Passage:
★ ★ ★ ★ ★

According to figures from the Office for National Statistics (ONS), average UK earnings, excluding bonuses, have increased by 7.2% over the last 12 months. This is higher than the 6.7% recorded in March and the expected 6.9% in a Reuters poll of economists.

While still lower than inflation, this represents an improvement in household purchasing power, especially as the Consumer Price Index (CPI) fell sharply to 8.7% in April. Additionally, broader employment data showed that the unemployment rate was 3.8%, while experts expected an increase to 4%. This is mainly the result of an increase in employment by 250,000 people in the three months to April. The improvement in wage rates can be partly explained by the increase in the minimum wage by almost 10% since March this year. The government introduced these increases to help the lowest-paid workers cope with the cost of living.

However, analysts responsible for setting interest rates at the Bank of England would prefer a fall rather than an increase in wage rates and are likely to use the data as a reason for another interest rate hike at the upcoming meeting next month. So far, the Bank of England has raised interest rates 12 times in a row to fight inflation.

★ ★ ★ ★ ★

Information provided:
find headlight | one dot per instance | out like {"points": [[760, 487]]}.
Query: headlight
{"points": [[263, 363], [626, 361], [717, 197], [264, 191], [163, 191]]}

★ ★ ★ ★ ★

Goal of the exercise:
Could you print the part of the UK earnings passage above that starts at "However, analysts responsible" and ends at "to fight inflation."?

Reply:
However, analysts responsible for setting interest rates at the Bank of England would prefer a fall rather than an increase in wage rates and are likely to use the data as a reason for another interest rate hike at the upcoming meeting next month. So far, the Bank of England has raised interest rates 12 times in a row to fight inflation.